Dataset entries:
◇ ◇ ◇ ◇

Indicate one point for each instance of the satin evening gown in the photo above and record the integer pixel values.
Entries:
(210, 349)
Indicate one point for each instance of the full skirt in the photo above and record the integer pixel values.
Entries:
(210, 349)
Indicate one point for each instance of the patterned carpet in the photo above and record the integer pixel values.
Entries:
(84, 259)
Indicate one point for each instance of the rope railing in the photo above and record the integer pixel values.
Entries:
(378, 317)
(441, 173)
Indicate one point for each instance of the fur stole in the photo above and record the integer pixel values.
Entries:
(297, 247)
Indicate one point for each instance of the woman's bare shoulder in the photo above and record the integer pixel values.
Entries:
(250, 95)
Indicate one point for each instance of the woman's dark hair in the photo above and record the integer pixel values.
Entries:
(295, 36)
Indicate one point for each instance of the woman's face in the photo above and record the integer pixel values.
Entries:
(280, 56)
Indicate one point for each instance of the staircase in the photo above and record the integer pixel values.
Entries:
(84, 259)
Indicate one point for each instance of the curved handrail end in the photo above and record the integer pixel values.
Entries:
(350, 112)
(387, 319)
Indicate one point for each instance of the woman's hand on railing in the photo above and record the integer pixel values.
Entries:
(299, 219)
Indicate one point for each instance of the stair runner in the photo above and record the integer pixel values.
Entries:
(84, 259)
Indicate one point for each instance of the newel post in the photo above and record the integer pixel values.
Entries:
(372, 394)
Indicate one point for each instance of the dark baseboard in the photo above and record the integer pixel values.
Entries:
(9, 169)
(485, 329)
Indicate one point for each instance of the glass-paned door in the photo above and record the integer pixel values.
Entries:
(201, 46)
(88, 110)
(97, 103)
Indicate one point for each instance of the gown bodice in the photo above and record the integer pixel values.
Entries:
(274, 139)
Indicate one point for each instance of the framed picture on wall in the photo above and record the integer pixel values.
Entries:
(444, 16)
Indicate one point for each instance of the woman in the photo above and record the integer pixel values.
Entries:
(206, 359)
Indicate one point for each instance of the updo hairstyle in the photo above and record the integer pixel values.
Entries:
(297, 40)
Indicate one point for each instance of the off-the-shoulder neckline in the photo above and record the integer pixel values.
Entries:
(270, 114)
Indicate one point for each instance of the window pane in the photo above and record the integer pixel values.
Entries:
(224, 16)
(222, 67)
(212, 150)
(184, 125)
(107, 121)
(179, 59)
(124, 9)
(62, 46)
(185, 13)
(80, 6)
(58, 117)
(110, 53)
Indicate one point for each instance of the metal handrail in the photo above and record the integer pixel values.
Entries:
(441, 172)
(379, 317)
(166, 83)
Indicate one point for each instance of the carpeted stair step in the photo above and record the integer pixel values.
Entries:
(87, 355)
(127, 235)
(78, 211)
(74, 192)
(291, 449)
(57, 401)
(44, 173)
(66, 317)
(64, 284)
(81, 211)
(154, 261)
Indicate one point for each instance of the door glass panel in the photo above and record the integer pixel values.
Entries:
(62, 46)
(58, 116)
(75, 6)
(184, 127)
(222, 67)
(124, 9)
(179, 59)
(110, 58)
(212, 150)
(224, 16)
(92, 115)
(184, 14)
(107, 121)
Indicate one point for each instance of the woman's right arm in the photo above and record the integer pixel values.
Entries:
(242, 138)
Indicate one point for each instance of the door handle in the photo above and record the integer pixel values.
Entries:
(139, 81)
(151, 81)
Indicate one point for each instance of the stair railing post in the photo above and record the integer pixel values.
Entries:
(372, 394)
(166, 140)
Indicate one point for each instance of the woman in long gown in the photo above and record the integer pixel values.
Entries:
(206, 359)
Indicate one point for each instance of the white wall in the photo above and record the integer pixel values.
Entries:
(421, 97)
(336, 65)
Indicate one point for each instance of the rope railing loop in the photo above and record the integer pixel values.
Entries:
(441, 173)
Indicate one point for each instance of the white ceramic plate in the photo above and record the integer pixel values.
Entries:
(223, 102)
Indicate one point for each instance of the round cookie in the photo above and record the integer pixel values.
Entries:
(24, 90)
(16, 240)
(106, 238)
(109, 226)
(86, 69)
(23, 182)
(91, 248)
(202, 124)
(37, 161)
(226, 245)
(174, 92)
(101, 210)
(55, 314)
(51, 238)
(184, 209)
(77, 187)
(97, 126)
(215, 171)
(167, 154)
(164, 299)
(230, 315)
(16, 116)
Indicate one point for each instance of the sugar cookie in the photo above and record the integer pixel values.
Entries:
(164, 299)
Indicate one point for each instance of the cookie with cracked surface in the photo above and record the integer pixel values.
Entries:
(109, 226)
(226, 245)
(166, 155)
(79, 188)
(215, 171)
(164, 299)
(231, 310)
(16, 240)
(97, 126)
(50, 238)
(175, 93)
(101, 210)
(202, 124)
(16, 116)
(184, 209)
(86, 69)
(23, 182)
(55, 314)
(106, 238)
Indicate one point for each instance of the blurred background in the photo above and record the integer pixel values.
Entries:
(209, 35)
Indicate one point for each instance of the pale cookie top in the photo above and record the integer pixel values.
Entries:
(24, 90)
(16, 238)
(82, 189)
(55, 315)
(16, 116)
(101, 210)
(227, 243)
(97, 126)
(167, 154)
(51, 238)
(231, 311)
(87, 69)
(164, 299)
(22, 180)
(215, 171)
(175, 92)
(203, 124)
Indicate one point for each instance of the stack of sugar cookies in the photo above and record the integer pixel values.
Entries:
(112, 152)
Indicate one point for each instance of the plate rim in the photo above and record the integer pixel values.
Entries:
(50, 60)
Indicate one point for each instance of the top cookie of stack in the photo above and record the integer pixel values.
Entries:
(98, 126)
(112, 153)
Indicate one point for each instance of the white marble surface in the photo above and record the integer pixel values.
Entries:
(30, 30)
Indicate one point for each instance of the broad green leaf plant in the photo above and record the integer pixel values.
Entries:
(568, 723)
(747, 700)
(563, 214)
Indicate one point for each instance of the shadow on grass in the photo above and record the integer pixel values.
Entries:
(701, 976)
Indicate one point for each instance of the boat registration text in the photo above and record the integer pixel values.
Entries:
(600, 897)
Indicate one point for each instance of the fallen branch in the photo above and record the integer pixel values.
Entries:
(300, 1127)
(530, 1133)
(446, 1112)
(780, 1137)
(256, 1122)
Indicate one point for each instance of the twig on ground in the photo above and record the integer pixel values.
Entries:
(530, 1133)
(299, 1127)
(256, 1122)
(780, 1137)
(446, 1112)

◇ ◇ ◇ ◇

- Exercise objective
In the entries above, count the lines that contain the string "door" and reply with the number only.

- Output of the exercise
3